> _Exercise brief_
Return each line below that contains the word "tree". Case counts.

— start Excerpted data —

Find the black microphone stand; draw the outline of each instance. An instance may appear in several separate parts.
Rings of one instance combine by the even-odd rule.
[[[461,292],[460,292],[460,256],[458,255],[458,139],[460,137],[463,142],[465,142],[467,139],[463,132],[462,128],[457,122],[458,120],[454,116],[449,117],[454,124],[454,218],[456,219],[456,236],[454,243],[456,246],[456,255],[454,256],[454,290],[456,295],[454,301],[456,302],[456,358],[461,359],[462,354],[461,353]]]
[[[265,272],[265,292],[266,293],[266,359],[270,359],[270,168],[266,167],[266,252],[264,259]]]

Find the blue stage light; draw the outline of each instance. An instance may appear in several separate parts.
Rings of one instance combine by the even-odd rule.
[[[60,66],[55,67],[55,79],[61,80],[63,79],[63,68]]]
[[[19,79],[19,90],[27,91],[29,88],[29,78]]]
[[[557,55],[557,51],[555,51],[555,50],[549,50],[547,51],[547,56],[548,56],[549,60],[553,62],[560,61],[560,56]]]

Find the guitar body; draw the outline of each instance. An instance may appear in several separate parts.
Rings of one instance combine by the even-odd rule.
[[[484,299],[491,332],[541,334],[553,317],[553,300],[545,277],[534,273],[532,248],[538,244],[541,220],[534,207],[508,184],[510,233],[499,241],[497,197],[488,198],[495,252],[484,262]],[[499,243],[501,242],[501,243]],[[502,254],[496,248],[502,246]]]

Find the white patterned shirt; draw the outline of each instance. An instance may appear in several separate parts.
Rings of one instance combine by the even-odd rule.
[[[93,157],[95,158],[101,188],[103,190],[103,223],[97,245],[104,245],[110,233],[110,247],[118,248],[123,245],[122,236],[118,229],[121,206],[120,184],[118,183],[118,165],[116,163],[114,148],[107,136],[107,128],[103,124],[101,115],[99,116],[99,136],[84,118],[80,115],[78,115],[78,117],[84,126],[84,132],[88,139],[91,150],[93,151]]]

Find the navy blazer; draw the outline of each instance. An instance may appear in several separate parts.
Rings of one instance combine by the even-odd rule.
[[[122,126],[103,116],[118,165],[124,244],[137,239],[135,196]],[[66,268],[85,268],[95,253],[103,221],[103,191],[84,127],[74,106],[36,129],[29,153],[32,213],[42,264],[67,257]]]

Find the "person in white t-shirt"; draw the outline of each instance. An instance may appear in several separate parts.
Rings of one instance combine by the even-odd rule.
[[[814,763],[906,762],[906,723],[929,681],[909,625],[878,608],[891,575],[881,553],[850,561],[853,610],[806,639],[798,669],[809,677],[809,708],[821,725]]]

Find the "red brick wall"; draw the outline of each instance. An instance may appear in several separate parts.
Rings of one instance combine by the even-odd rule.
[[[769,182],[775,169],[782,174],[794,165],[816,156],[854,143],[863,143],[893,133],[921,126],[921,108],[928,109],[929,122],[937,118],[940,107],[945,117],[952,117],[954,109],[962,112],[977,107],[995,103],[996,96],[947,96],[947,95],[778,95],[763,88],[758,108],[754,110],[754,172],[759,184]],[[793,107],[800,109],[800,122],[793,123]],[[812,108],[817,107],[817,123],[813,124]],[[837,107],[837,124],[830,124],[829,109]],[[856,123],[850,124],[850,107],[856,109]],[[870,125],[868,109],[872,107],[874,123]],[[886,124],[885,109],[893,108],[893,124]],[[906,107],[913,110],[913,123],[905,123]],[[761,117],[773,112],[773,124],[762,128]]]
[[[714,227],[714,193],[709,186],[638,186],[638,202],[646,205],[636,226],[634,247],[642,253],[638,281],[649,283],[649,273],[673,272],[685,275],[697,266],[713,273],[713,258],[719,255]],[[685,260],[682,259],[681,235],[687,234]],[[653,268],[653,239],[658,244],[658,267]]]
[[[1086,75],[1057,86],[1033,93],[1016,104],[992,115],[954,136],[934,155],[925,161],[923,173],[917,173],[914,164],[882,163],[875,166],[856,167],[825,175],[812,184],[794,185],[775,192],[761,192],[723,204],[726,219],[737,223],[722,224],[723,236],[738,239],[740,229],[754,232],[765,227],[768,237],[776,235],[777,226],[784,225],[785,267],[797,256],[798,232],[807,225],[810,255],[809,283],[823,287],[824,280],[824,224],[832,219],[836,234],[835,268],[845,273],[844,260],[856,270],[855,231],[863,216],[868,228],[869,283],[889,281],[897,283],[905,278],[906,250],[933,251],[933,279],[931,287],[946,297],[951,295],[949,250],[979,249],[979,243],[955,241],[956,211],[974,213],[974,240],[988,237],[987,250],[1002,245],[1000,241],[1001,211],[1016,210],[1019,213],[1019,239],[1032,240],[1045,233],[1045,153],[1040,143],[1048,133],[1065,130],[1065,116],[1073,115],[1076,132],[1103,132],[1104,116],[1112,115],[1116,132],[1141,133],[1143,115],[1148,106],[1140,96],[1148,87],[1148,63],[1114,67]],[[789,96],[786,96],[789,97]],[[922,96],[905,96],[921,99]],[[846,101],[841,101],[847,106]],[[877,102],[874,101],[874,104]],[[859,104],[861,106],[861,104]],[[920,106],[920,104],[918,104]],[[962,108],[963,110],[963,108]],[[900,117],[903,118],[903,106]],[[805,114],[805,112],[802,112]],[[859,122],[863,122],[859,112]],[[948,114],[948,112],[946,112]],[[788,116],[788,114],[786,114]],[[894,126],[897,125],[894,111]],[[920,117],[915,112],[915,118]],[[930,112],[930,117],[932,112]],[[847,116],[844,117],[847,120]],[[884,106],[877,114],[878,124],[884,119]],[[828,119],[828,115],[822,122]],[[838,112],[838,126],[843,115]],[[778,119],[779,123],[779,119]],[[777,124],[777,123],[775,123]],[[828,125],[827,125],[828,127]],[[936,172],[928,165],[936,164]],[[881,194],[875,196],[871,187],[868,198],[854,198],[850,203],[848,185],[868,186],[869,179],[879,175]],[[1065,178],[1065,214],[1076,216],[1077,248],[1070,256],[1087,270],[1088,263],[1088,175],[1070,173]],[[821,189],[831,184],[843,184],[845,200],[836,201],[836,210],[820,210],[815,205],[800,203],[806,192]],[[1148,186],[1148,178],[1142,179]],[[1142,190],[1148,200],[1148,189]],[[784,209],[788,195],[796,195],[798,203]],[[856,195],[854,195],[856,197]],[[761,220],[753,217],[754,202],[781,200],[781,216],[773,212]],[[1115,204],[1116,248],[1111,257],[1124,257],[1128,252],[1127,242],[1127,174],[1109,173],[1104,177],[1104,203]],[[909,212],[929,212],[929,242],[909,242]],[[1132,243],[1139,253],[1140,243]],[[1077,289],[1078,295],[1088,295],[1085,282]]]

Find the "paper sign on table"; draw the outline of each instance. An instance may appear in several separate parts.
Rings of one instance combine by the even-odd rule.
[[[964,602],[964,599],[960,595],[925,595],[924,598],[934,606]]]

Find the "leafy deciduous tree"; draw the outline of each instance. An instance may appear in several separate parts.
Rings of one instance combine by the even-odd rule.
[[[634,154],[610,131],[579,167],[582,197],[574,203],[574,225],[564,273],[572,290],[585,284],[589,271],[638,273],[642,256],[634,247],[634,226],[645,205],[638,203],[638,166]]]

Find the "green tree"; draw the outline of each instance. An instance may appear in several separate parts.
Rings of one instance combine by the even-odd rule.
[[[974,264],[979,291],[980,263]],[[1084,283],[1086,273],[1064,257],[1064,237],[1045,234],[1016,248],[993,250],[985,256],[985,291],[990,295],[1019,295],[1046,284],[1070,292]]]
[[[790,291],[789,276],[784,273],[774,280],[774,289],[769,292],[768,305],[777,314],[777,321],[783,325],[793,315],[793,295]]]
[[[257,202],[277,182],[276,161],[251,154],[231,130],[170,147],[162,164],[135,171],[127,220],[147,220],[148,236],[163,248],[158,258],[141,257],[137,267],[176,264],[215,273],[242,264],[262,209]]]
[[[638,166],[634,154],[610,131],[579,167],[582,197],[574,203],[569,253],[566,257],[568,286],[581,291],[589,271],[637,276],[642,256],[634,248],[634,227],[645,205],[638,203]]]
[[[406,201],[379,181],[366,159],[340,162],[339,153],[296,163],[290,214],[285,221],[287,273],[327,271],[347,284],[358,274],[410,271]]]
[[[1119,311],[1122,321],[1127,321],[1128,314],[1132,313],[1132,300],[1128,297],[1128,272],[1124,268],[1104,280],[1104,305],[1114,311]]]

— end Excerpted data —

> _Complete response_
Find the "leafy deciduous tree"; draw the outline of each instance. An instance may appear in several separate parts.
Find the "green tree"; draw the outline of each instance. An instance may appear in several separate parts.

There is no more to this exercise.